EXTRAIT CHOISI:

"La Calédonie est un hot spot mondial du risque requin", selon le chercheur François Taglioni

En haut à droite, François Taglioni, chercheur à la Réunion sur le risque requin.
Professeur en géographie de la santé à l’Université de La Réunion et spécialiste du risque sanitaire et du risque requin, François Taglioni mène actuellement des travaux sur les attaques de squales, survenues en Nouvelle-Calédonie depuis 1980. Cet article scientifique sera publié courant 2023. Il révèle un changement assez net des attaques à partir de 2007. Interview.

Alors que le risque requin est devenu une préoccupation majeure sur l'île de La Réunion, ses chercheurs s'intéressent aussi à ce qui se passe à 11 000 km de là, dans les eaux calédoniennes. 

C'est le cas de François Taglioni, professeur en géographie de la santé et du risque sanitaire et animal. Avec une poignée d'autres spécialistes (docteur en STAPS, ingénieur, statisticien, mathématicien...), le chercheur de l'Université de La Réunion a analysé dans le détail les attaques de squales survenues en Nouvelle-Calédonie, ces quarante dernières années.

Cet état des lieux, l'équipe l'a comparé avec la situation à La Réunion. La publication de cet article scientifique est attendue en 2023 sous le titre "Multi-criteria analysis of shark attacks in New Caledonia with some comparisons to attacks on Reunion Island (1980-2022)" (Taglioni F, Guiltat S, Delsaut M, Payet D). 

Dans cet entretien que François Taglioni nous a accordé, le chercheur revient sur les principaux facteurs de ces attaques et leur évolution depuis une dizaine d'années. 


NC La 1ère : Quel a été le mode opératoire de cette étude ?  

François Taglioni : Nous avons constitué une base de données, qui porte sur la période allant de 1980 à 2022, soit quarante-deux années de recensement d’attaques de requins en Nouvelle-Calédonie. Chacune de ces attaques a été documentée, avec différents paramètres pour caractériser ces interactions entre le requin et l'homme.

Nous avons pris en compte : le lieu de l’attaque, l’heure, le jour de la semaine, le mois, l’activité pratiquée (nage, pêche sous-marine, sport de glisse...) et le degré de gravité. 

Nous avons aussi intégré des variables environnementales, telles que la température de l’eau, la pluviométrie, le jour de l’événement, mais aussi les trois jours qui ont précédé l’accident, la hauteur de vague, la qualité de l’eau, la couverture nuageuse, le substrat (sablonneux, corallien, herbier...) et même la phase de lune, sachant que cela peut avoir une influence sur les marées et sur la faune.

CONSIGNES DE L'EXERCICE:
(A) Répondez aux questions suivantes à partir de l'entretien sur le risque requin :
(i) Quelle période couvre la base de données constituée par l'équipe ?
(ii) À partir de quelle année les attaques connaissent-elles un changement assez net ?
(iii) À quelle distance de La Réunion se trouvent les eaux calédoniennes ?
(B) Prolongez l'entretien sur le risque requin en Nouvelle-Calédonie au-delà de sa dernière phrase.

ENTRÉES FOURNIES:
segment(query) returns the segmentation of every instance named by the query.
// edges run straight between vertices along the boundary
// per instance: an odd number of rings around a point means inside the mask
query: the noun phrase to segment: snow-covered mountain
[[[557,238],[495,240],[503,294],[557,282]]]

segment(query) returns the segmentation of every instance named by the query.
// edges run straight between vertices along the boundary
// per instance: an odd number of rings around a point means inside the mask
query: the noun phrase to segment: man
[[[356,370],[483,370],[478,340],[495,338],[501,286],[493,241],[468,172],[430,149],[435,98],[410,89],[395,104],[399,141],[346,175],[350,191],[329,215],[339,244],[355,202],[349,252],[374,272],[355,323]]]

RÉPONSES:
(A)
(i) De 1980 à 2022, soit quarante-deux années.
(ii) À partir de 2007.
(iii) À 11 000 km.

(B)
Enfin, nous avons une rubrique qui s’intéresse au type de requin et sa taille pendant l’attaque. A partir de ces paramètres, nous avons analysé les résultats pour voir s’il pouvait y avoir des corrélations le jour des attaques entre les divers paramètres et la probabilité de l'occurrence d'une interaction entre l'homme et le requin. 

Statistiquement, on le démontre :  il y a un avant et un après 2007.

François Taglioni, docteur en géographie


Qu'est-ce qui ressort en premier lieu ?  

Il y a effectivement un certain nombre de traits caractéristiques. Parmi les éléments importants, quatre variables ressortent : la hauteur de houle, l’activité de la victime, la turbidité de l'eau et enfin le lieu de l’attaque. 

Nous avons aussi déterminé une espèce de virage en Nouvelle-Calédonie. L'année 2007 apparaît comme une année de rupture sur ces quarante ans d’analyse. Statistiquement, on le démontre :  il y a un avant et un après 2007, qui est une année charnière.

A partir de 2007, les baies de Nouméa sont devenues des lieux à risque.

François Taglioni, spécialiste du risque requin


Jusqu’à cette date, les attaques sont presque exclusivement portées sur des chasseurs sous-marins ou des nageurs.
Puis à partir de 2007, les sports de glisse, comme le surf, la planche à voile, le kitesurf, le stand up paddle, sont aussi visés dans ces attaques et cela, c’est nouveau. Il y a un changement dans les pratiques sportives des Calédoniens et donc, de fait, dans les attaques.

D’autre part, les lieux évoluent aussi puisque l’on voit les baies de Nouméa apparaître beaucoup plus comme étant des lieux où désormais il y a des attaques. Ce qui était très peu le cas avant. A partir de 2007, les baies sont devenues des lieux à risque.


A quel point le risque requin est-il élevé en Calédonie ?

Il est très difficile de l'évaluer au sens strict des probabilités. Car pour le faire de façon circonstanciée, il faudrait connaître le nombre de requins dans le périmètre de l’attaque, le jour de l’attaque, et combien il y avait de pratiquants dans la zone ce jour-là. 

Depuis les années 1980, qui nous sert d'année de référence pour le début de l’étude, il y a des attaques de requins. Ce ne sont pas des événements nouveaux. Depuis cette date, il y a au moins une à deux attaques par an, parfois plus encore, parfois pas du tout. 

Mais l’on voit qu’à partir de l’année 2010, et plus particulièrement à partir de l’année 2016, il y a un pic, avec six attaques, suivies de cinq en 2020 et six à nouveau en 2021. Et malheureusement, 2023 commence très mal avec deux nouvelles interactions. 

Il y a un peu moins d’attaques à La Réunion mais elles sont deux fois plus mortelles qu'en Calédonie.

François Taglioni


Comment se situe la Nouvelle-Calédonie par rapport à La Réunion ?

On peut faire une comparaison avec La Réunion, où il y a environ 880 000 habitants. Combien y a-t-il de pratiquants de la mer ? C’est difficile à dire. Mais on peut imaginer qu’il y en a plus qu’en Calédonie, où l'on compte trois fois moins d’habitants. Et pourtant, il y a à peu près le même nombre d’attaques. 

On compte très précisément 64 attaques, entre 1980 et février 2023, en Nouvelle-Calédonie, contre 60 à La Réunion, sur la même période. Autrement dit, il y a un peu moins d’attaques à La Réunion.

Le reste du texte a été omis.